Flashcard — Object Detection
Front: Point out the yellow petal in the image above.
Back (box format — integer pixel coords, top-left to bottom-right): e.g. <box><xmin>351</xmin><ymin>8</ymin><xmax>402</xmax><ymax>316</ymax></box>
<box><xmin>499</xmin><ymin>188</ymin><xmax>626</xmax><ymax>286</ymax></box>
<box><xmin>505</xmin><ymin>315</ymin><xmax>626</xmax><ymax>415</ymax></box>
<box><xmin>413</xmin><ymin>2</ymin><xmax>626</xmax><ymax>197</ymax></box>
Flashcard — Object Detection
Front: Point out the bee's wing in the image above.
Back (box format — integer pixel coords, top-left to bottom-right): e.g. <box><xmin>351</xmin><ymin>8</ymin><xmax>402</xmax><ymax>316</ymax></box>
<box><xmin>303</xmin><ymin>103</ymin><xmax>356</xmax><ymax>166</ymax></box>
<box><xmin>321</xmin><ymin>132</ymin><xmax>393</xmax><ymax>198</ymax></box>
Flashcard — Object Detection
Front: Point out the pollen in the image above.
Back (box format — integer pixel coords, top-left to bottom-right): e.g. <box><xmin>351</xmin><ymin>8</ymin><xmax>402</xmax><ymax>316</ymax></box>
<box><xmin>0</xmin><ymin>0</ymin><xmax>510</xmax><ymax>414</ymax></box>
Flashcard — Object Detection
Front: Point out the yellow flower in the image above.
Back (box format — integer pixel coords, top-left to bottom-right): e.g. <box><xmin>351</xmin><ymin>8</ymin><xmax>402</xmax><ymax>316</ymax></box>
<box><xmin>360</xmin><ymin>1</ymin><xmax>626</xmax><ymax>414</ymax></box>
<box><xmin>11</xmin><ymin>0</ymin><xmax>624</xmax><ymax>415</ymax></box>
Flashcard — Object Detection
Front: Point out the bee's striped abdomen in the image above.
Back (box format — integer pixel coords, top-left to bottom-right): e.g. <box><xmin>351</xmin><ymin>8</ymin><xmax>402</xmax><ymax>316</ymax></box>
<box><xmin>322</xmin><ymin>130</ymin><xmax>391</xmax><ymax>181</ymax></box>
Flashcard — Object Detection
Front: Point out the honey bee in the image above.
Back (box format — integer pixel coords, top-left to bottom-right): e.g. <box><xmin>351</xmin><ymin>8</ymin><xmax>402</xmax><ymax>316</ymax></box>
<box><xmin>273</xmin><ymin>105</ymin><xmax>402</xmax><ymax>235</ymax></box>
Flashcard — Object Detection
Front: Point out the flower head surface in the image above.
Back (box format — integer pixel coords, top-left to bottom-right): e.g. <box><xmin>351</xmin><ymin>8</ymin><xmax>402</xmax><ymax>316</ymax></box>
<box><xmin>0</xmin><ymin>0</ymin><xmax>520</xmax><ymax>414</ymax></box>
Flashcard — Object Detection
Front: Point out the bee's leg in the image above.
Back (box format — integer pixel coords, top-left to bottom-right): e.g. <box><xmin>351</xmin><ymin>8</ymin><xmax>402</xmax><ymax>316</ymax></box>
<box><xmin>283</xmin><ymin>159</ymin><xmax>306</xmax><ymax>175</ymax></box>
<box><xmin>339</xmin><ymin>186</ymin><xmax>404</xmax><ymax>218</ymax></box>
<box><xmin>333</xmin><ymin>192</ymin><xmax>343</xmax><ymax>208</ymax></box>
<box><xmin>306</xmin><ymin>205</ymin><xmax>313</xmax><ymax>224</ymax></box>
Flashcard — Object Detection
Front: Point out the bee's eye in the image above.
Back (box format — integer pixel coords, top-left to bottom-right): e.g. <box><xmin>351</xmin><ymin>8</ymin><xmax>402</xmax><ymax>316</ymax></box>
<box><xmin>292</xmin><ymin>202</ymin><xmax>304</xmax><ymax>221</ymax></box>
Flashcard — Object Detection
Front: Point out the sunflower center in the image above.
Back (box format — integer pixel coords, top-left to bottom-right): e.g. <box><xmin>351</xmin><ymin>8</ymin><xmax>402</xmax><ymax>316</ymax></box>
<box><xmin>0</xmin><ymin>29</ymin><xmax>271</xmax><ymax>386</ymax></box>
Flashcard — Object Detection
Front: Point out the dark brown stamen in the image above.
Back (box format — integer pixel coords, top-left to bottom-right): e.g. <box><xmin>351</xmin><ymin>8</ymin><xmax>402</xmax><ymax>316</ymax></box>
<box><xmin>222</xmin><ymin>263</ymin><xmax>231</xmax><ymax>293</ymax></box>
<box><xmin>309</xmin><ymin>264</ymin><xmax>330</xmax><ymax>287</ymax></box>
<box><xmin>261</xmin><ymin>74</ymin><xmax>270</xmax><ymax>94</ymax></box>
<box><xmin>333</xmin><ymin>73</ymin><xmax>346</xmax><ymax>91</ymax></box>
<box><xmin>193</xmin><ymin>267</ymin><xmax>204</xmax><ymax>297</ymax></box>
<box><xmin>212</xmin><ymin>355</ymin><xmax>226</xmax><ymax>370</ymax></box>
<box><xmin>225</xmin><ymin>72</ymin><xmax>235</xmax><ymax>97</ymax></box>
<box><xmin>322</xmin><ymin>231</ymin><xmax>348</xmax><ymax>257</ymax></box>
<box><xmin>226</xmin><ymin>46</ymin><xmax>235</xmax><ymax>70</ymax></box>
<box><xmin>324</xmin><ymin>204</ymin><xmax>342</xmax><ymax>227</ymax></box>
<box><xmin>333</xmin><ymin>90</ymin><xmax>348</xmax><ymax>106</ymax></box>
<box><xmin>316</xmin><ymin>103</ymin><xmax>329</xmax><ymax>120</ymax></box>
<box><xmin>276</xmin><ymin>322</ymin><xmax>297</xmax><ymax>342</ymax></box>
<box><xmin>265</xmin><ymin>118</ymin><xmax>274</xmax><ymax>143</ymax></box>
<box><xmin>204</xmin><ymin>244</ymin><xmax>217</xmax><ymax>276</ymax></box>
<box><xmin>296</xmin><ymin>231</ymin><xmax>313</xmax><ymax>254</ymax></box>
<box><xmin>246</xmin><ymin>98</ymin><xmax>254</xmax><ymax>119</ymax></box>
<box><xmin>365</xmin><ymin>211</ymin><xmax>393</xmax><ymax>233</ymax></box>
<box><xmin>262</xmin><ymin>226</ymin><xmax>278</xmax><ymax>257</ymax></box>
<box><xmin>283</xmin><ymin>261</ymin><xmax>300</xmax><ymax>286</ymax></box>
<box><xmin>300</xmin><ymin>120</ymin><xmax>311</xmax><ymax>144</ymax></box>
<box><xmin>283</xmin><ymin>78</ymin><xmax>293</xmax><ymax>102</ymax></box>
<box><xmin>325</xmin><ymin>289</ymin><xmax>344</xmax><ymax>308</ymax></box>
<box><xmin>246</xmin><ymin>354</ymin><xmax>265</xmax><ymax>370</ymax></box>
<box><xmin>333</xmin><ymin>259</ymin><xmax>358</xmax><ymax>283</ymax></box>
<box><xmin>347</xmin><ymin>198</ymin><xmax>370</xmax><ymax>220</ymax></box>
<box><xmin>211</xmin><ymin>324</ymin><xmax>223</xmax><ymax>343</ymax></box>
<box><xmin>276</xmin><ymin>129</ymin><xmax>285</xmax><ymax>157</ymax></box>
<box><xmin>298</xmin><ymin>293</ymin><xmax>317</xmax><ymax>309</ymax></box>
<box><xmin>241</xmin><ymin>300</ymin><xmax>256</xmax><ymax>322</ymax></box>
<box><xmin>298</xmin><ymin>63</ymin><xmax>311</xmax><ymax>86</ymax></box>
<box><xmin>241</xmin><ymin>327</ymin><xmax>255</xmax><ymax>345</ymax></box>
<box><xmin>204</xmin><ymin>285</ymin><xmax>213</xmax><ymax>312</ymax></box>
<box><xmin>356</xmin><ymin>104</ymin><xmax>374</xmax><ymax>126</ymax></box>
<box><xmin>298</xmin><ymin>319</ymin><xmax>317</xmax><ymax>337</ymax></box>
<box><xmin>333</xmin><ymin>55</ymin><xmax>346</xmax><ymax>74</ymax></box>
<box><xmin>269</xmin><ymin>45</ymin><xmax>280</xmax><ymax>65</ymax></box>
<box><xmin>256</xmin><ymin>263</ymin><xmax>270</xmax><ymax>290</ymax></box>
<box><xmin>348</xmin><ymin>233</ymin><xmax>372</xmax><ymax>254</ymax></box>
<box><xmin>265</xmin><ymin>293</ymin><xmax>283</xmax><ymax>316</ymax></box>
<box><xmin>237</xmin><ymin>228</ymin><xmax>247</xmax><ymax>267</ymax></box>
------------------------------
▶ **WHAT NEEDS TO BE DONE**
Locate every line in the records that contains the word "yellow" and copy each of those lines. Case counts.

▶ **THE REPLY**
Front: Point out the yellow petal in the image above.
Front: Point out the yellow flower in the image above.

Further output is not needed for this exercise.